Brief =
Output every line of the listing below as a Markdown table with the columns "Row" and "Line". Number each row and leave out blank lines.

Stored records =
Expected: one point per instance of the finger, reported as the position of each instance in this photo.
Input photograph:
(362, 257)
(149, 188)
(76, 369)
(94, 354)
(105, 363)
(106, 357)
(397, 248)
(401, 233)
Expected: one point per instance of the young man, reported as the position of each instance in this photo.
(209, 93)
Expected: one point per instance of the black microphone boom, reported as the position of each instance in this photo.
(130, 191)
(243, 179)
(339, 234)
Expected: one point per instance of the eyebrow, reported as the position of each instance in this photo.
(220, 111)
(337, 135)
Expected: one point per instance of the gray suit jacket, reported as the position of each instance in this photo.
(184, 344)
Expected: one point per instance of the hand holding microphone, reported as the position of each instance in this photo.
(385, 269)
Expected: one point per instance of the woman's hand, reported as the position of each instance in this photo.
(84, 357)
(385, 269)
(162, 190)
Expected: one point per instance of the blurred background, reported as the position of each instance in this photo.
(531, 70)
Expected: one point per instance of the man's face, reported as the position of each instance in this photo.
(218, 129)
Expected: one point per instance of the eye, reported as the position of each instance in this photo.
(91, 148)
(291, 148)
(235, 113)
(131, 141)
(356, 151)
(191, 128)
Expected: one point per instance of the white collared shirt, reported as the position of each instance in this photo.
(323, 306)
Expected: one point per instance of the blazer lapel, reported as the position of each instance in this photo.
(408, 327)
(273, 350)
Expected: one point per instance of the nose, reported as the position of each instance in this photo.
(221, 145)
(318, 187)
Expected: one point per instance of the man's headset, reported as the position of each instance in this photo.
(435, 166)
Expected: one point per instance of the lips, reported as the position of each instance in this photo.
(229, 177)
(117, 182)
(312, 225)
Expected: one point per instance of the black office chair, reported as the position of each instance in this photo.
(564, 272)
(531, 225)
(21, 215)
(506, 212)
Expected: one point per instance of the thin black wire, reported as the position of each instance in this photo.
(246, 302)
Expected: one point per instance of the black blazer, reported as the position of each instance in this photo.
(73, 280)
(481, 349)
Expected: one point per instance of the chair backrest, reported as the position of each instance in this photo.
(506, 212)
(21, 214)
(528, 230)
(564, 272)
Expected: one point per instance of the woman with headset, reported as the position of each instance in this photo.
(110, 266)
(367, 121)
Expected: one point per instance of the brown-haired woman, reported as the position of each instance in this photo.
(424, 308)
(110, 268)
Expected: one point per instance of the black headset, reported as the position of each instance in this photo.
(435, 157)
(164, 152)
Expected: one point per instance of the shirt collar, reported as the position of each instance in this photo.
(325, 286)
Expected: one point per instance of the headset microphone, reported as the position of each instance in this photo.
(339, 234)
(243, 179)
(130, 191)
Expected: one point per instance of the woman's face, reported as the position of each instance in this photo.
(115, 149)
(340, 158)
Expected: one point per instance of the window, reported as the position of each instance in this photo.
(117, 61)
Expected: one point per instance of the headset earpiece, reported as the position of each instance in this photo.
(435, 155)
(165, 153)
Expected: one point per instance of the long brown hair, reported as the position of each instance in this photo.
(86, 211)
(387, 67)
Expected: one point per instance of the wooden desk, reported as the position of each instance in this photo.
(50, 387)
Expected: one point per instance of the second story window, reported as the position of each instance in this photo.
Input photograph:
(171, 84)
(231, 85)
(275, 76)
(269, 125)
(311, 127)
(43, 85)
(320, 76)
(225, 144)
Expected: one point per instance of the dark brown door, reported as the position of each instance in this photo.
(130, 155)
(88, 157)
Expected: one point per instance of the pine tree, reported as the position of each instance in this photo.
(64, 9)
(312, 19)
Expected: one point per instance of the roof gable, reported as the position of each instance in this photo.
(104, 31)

Task solution =
| Row | Line |
|---|---|
| 1 | Expected: one point per instance of the finger, reported as the position of each instance in this photo. |
| 2 | Input photograph: |
| 3 | (362, 257) |
| 4 | (149, 188) |
| 5 | (76, 369) |
| 6 | (94, 354) |
| 7 | (105, 363) |
| 8 | (106, 357) |
| 9 | (397, 248) |
| 10 | (401, 233) |
| 11 | Expected: one point per instance of the young man, reported as the position of each instance in this photo. |
| 12 | (209, 93) |
| 13 | Expected: one point per instance of the black microphone boom, reported as the position of each instance in this photo. |
| 14 | (130, 191) |
| 15 | (243, 179) |
| 16 | (339, 234) |
| 17 | Expected: one point per instance of the eyebrow, reported as the position of each instance in this photo. |
| 18 | (220, 111) |
| 19 | (337, 135) |
| 20 | Expected: one point per instance of the gray suit jacket, reported as the position of each instance in this photo. |
| 21 | (184, 344) |
| 22 | Expected: one point per instance of the hand holding microphone, reported as the position of each instance in this photo. |
| 23 | (385, 269) |
| 24 | Expected: one point per instance of the woman's hand, reported as the position of each instance in this photo. |
| 25 | (84, 357) |
| 26 | (385, 269) |
| 27 | (162, 190) |
| 28 | Expected: one point per instance of the blurred background, reported as the position of each instance in this photo. |
| 29 | (531, 70) |
| 30 | Expected: one point per instance of the man's face, reported as the position of each instance in this photo. |
| 31 | (218, 129) |
| 32 | Expected: one point per instance of the eye, reported as the position of each instance in this photo. |
| 33 | (91, 148) |
| 34 | (291, 148) |
| 35 | (235, 113) |
| 36 | (131, 141) |
| 37 | (356, 151) |
| 38 | (191, 128) |
| 39 | Expected: one point per instance of the white collared shirt, reported as the position of each instance in this photo. |
| 40 | (323, 306) |
| 41 | Expected: one point per instance of the blazer lapel, reported as the position of each instance in this photo. |
| 42 | (408, 327) |
| 43 | (273, 350) |
| 44 | Expected: one point per instance of the nose, reported as the position of each instance in this photo. |
| 45 | (221, 145) |
| 46 | (318, 187) |
| 47 | Expected: one point per instance of the man's headset, reported as the position of each instance in this photo. |
| 48 | (435, 166) |
| 49 | Expected: one point per instance of the lips, reported as the position of each instance in this photo. |
| 50 | (229, 177) |
| 51 | (117, 182) |
| 52 | (312, 225) |
| 53 | Expected: one point per instance of the black office chair, reported as the position of each instance in this photo. |
| 54 | (564, 272) |
| 55 | (531, 225) |
| 56 | (21, 215) |
| 57 | (506, 212) |
| 58 | Expected: one point per instance of the thin black wire, reported as the position of each instance in this photo. |
| 59 | (246, 302) |
| 60 | Expected: one point per instance of the black blazer, reported as the position of each instance in this photo. |
| 61 | (73, 280) |
| 62 | (481, 349) |
| 63 | Expected: one point per instance of the chair backrest, reported as the position of each instance in this photo. |
| 64 | (506, 212) |
| 65 | (21, 214) |
| 66 | (528, 230) |
| 67 | (564, 272) |
| 68 | Expected: one point per instance of the woman with headset, reported as the position of each instance in this photo. |
| 69 | (110, 266) |
| 70 | (367, 121) |
| 71 | Expected: one point per instance of the brown-haired woman, reported as the position of each instance in this photo. |
| 72 | (424, 308) |
| 73 | (110, 268) |
| 74 | Expected: one point per instance of the black headset, reported as the position of each instance in this photo. |
| 75 | (435, 157) |
| 76 | (164, 152) |
| 77 | Expected: one point per instance of the shirt collar, reported as the position of each instance in this photo. |
| 78 | (325, 286) |
| 79 | Expected: one point per instance of the headset microphone, reported as the position of each instance in this photo. |
| 80 | (339, 234) |
| 81 | (243, 179) |
| 82 | (130, 191) |
| 83 | Expected: one point per instance of the woman's face, reported as the position of each instance in this photo. |
| 84 | (115, 149) |
| 85 | (340, 158) |
| 86 | Expected: one point per instance of the window, reported as the position of each instance in this photo. |
| 87 | (117, 61) |
| 88 | Expected: one point per instance of the headset earpiece, reported as the position of each instance in this photo. |
| 89 | (435, 155) |
| 90 | (165, 153) |
| 91 | Expected: one point per instance of the long brown hair, reported as the position of each instance in this photo. |
| 92 | (86, 211) |
| 93 | (387, 67) |
| 94 | Expected: one point per instance of the wooden desk, reported as the position of each instance in this photo. |
| 95 | (50, 387) |
| 96 | Expected: one point per instance of the second story window, reported as the position of each instance in this photo. |
| 97 | Input photograph: |
| 98 | (171, 84) |
| 99 | (231, 85) |
| 100 | (275, 76) |
| 101 | (269, 125) |
| 102 | (311, 127) |
| 103 | (43, 85) |
| 104 | (320, 76) |
| 105 | (225, 144) |
| 106 | Expected: one point per instance of the dark brown door, reported as the position of each instance in this photo. |
| 107 | (130, 155) |
| 108 | (88, 157) |
| 109 | Expected: one point per instance of the pine tree, reported as the position of each instance in this photo. |
| 110 | (64, 9) |
| 111 | (312, 19) |
| 112 | Expected: one point per instance of the roof gable, reported as the position of each instance in this photo. |
| 113 | (104, 31) |